● **Dataset entries**:

********

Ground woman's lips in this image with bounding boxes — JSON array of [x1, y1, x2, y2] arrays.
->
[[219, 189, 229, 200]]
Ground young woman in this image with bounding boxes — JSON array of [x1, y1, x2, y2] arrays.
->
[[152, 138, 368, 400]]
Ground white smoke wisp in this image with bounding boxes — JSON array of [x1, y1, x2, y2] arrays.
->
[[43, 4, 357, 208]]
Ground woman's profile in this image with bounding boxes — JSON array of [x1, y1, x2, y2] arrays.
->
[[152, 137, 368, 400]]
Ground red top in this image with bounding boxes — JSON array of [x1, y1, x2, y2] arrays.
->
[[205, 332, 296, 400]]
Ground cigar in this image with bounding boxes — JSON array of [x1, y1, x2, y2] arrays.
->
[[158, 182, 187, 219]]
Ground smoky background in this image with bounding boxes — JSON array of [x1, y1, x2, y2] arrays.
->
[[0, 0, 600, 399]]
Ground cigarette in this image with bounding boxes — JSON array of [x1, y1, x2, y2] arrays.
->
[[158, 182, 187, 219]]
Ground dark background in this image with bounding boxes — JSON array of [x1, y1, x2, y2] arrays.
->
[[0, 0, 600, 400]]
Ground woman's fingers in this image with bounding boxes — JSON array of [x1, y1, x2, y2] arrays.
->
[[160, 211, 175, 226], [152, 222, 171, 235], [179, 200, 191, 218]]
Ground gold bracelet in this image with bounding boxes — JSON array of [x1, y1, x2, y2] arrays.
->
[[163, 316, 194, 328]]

********

● **What the exercise asks**: Put every line of the entries above into a JSON list of strings, one string per line, omitting any blank lines.

● **Exercise solution**:
[
  "Ground woman's lips in this image with bounding boxes — JSON array of [x1, y1, x2, y2] arrays.",
  "->",
  "[[219, 189, 229, 200]]",
  "Ground young woman in this image with bounding boxes — JSON array of [x1, y1, x2, y2] arrays.",
  "->",
  "[[152, 138, 368, 400]]",
  "Ground white smoke wisp in this image with bounding boxes — JSON array of [x1, y1, x2, y2] arrays.",
  "->",
  "[[43, 4, 357, 208]]",
  "Ground woman's profile in this image with bounding boxes — JSON array of [x1, y1, x2, y2] arrays.",
  "->",
  "[[152, 137, 368, 400]]",
  "Ground red top in this image with bounding boxes — JSON array of [x1, y1, x2, y2] arrays.",
  "->",
  "[[205, 332, 296, 400]]",
  "Ground cigar in this image with bounding boxes — JSON array of [x1, y1, x2, y2] arrays.",
  "->",
  "[[158, 182, 187, 219]]",
  "Ground smoky background in this image with bounding boxes — JSON array of [x1, y1, x2, y2] arrays.",
  "->",
  "[[0, 0, 600, 399]]",
  "Ground cigarette in this image with bounding boxes — JSON array of [x1, y1, x2, y2] arrays.",
  "->",
  "[[158, 182, 187, 219]]",
  "Ground dark background in this image with bounding boxes — JSON array of [x1, y1, x2, y2] arrays.",
  "->",
  "[[0, 0, 600, 400]]",
  "Ground woman's fingers in this image with bounding boxes — JSON array of [x1, y1, x2, y2] arrays.",
  "->",
  "[[160, 211, 175, 226], [152, 222, 171, 235], [179, 200, 191, 218]]",
  "Ground gold bracelet in this image with bounding boxes — JSON array of [x1, y1, x2, y2] arrays.",
  "->",
  "[[163, 316, 194, 328]]"
]